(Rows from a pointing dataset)
____

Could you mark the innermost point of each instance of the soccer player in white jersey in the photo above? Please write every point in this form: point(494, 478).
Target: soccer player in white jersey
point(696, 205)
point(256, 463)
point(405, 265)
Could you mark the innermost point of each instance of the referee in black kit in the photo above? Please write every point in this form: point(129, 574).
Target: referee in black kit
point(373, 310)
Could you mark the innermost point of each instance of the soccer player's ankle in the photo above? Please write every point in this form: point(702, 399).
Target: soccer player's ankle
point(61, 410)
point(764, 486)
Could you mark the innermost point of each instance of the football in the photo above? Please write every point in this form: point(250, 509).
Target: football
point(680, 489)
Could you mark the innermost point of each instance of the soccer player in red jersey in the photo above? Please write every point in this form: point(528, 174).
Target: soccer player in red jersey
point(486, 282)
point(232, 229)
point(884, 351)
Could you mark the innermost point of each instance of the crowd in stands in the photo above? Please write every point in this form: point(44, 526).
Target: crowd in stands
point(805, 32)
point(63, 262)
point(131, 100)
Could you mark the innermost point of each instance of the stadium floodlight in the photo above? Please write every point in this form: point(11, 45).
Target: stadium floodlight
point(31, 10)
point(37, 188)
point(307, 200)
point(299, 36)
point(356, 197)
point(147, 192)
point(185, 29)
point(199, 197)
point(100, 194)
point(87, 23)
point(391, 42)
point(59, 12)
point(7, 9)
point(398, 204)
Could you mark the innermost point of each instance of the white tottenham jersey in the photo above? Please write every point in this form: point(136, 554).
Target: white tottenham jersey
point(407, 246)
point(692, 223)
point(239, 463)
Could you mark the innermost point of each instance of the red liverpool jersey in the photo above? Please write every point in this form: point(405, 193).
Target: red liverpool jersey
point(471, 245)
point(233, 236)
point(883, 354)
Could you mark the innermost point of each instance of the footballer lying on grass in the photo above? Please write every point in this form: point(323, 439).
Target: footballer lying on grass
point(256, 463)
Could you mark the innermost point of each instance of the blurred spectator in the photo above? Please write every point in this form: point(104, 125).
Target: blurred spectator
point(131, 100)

____

■ Written instruction:
Copy every line of the records above without any changes.

■ Solution to the problem:
Could you mark the innermost point of each instance of the soccer player in white jersey in the photo above? Please write every point in this form: point(494, 478).
Target: soccer player in white jersey
point(696, 205)
point(256, 463)
point(405, 265)
Could you mark the innermost point of each instance of the referee in black kit in the photo above? Please write every point in this form: point(129, 574).
Target: referee in black kit
point(373, 310)
Could you mark the innermost point of each instance of the soccer player's ankle in the photo above? Please write every point in this form: point(702, 399).
Target: soccer player's ankle
point(61, 410)
point(764, 486)
Could you mark the innermost point of each instance of the football in the photo above? Please write every point in this form: point(250, 509).
Target: football
point(680, 489)
Could you mark the innermost point of each instance of the soccer player in red jersey in the photo above? Please write every point in this form: point(528, 174).
Target: soccer player in red jersey
point(486, 282)
point(232, 229)
point(884, 351)
Could you mark the innermost point of each instance of the crowd in stands in the photo above? Please write every point in this form: point(44, 526).
Target: crowd in stands
point(805, 32)
point(63, 262)
point(131, 100)
Could you mark the innermost point of each instance of the stadium floodlight in the photo above? Please write every point in this form: point(11, 45).
Target: stadium floodlight
point(31, 10)
point(37, 188)
point(307, 200)
point(299, 36)
point(356, 197)
point(147, 192)
point(185, 29)
point(199, 197)
point(100, 194)
point(87, 23)
point(391, 42)
point(59, 12)
point(7, 9)
point(398, 204)
Could you mark the innermost point of each instance of the white tottenham jersey in the photo above? Please write every point in this form: point(136, 554).
Target: white tottenham jersey
point(407, 246)
point(692, 223)
point(239, 463)
Could you mark the innermost point of each instance of the red liverpool jersey in the photo above? Please write every point in this form: point(405, 193).
Target: red liverpool jersey
point(471, 245)
point(233, 236)
point(883, 354)
Could you mark the innermost point of each instance of the footballer lying on grass in the photo above? Please write every point in this form: point(323, 439).
Target: footballer lying on grass
point(256, 463)
Could you mark the innermost point of each instance of the blurred spectator in the photo above? Please write every point in this form: point(104, 125).
Target: blurred spectator
point(131, 100)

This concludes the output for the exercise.